== Document text

And every one of them follows the same manual: the fourth edition of the Diagnostic and Statistics Manual of the American Psychiatric Association, or DSM IV. The criteria for diagnosing PTSD is spelled out there in language so plain that any layman can understand.

Although the VA has relaxed its documentation rules, it still retains the sole authority to diagnose PTSD. The VA staff is not even required to entertain the opinions of their civilian counterparts. Because of this, the credibility of the VA is at risk.

If you really wanted to know what happened on the Deepwater Horizon in the Gulf of Mexico, would you settle for the story as told by British Petroleum, or would you rather have an engineering report from an independent expert without a dog in the fight? As I see it, the VA could use a little validation from independent experts. To the best of my knowledge you can't fake night terrors. You can't fake a panic attack. You can't fake depression. And you can't fake suicide.

Americans face an unprecedented crisis. We have combat veterans who have seen two, three even four rotations in Iraq and who are now on their way to Afghanistan. Suicide rates are unacceptably high on active duty. At home, combat veterans already account for 20 percent of today's suicides.

====
== Data

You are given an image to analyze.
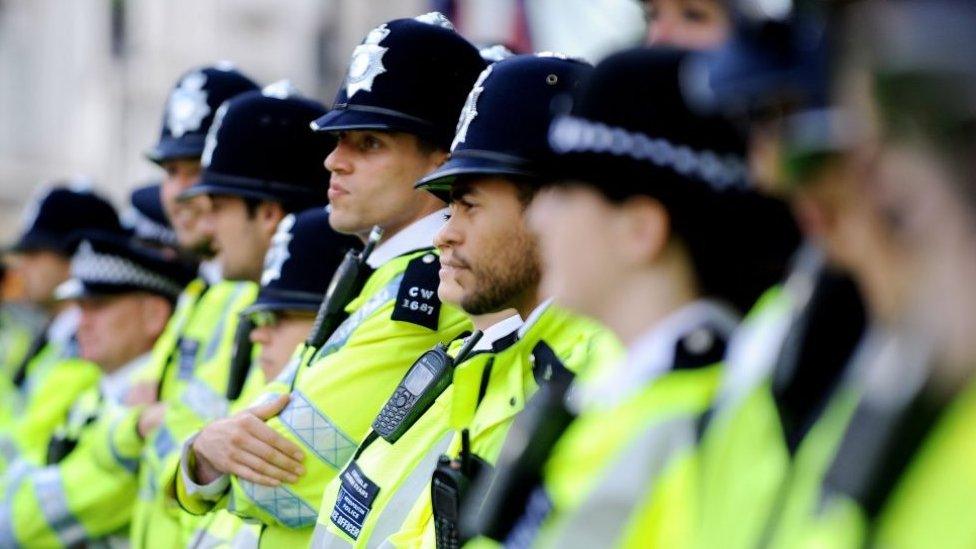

====

Work required> Copy out the passage above about the VA and PTSD diagnosis in full, word for word, with nothing left out or changed.

Answer to this task>
And every one of them follows the same manual: the fourth edition of the Diagnostic and Statistics Manual of the American Psychiatric Association, or DSM IV. The criteria for diagnosing PTSD is spelled out there in language so plain that any layman can understand.

Although the VA has relaxed its documentation rules, it still retains the sole authority to diagnose PTSD. The VA staff is not even required to entertain the opinions of their civilian counterparts. Because of this, the credibility of the VA is at risk.

If you really wanted to know what happened on the Deepwater Horizon in the Gulf of Mexico, would you settle for the story as told by British Petroleum, or would you rather have an engineering report from an independent expert without a dog in the fight? As I see it, the VA could use a little validation from independent experts. To the best of my knowledge you can't fake night terrors. You can't fake a panic attack. You can't fake depression. And you can't fake suicide.

Americans face an unprecedented crisis. We have combat veterans who have seen two, three even four rotations in Iraq and who are now on their way to Afghanistan. Suicide rates are unacceptably high on active duty. At home, combat veterans already account for 20 percent of today's suicides.